- _EXERCISE OBJECTIVE_:
Return, without any change, the lines of the material from the one containing "Tag the person" through the last line of the material, both ends included.

Records from a point labeling set:
* BEGIN *
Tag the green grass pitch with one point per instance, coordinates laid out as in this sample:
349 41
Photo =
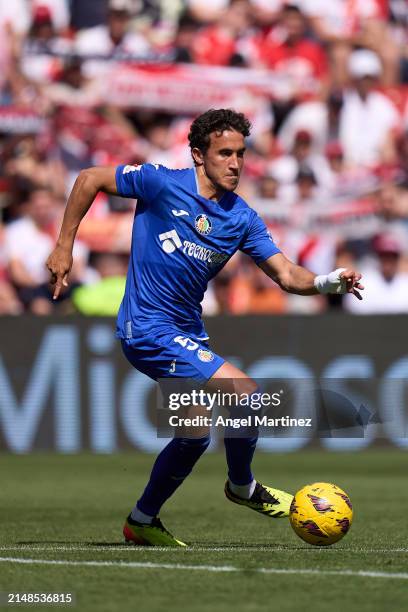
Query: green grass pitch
71 509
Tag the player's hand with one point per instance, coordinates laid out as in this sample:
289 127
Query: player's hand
351 282
59 263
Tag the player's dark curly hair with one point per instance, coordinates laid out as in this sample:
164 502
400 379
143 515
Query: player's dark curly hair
216 120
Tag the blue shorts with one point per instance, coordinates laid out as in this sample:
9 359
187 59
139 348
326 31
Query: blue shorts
172 354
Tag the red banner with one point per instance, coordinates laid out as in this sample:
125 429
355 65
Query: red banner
191 89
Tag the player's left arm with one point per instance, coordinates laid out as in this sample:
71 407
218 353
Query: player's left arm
296 279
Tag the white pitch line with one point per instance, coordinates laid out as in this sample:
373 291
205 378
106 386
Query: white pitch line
192 549
207 568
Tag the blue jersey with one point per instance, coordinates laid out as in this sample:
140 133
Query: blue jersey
180 241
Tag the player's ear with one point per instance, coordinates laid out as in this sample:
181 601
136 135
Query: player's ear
197 156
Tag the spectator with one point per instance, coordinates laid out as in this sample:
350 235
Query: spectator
386 284
219 44
367 116
114 40
342 25
28 242
288 50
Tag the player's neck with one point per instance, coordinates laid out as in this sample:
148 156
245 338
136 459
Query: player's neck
206 187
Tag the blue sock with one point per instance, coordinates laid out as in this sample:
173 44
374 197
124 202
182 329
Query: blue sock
172 466
239 453
240 447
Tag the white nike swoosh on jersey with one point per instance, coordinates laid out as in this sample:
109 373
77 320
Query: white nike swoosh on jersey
179 213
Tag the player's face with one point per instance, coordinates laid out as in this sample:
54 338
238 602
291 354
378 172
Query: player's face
224 158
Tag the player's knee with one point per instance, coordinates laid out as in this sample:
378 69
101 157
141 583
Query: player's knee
199 443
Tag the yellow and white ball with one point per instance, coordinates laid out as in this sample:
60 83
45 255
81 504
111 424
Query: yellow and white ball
321 513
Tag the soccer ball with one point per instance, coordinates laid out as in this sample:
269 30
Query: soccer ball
321 513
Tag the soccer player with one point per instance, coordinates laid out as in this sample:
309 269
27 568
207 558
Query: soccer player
188 223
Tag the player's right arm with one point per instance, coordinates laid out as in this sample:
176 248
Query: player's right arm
88 183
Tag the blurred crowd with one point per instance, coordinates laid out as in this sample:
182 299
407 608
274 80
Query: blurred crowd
327 161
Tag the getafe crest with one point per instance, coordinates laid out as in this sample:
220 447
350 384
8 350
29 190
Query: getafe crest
203 224
205 355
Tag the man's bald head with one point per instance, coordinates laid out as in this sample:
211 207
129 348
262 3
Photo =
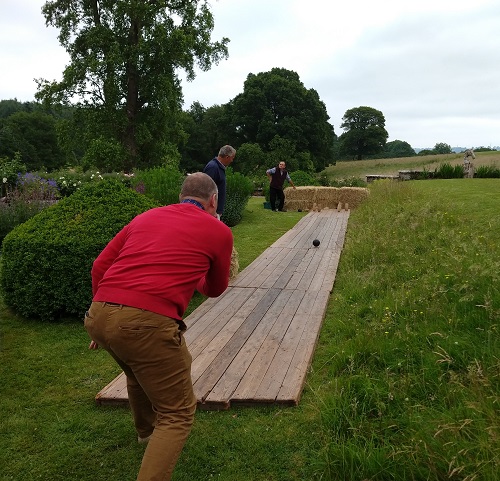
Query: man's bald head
198 185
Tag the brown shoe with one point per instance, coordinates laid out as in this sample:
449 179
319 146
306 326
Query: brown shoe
143 440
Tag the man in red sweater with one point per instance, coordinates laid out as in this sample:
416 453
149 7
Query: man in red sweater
142 283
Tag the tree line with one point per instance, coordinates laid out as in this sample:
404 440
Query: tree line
119 103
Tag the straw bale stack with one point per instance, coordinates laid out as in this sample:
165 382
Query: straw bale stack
319 198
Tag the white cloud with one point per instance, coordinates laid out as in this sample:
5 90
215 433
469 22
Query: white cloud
430 66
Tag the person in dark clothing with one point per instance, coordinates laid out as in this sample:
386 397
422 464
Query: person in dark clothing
277 177
216 169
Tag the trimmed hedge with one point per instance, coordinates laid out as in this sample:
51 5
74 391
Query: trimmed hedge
* END *
- _FULL ANSWER_:
Tag the person in dark clothing with one point per instance, coordinates laid out as in this sample:
386 397
422 464
Query: person in dark clothing
277 177
216 169
Tag the trimmed hedge with one point per instance, coordinates laid out as in this sample:
51 5
74 391
Query: trimmed hedge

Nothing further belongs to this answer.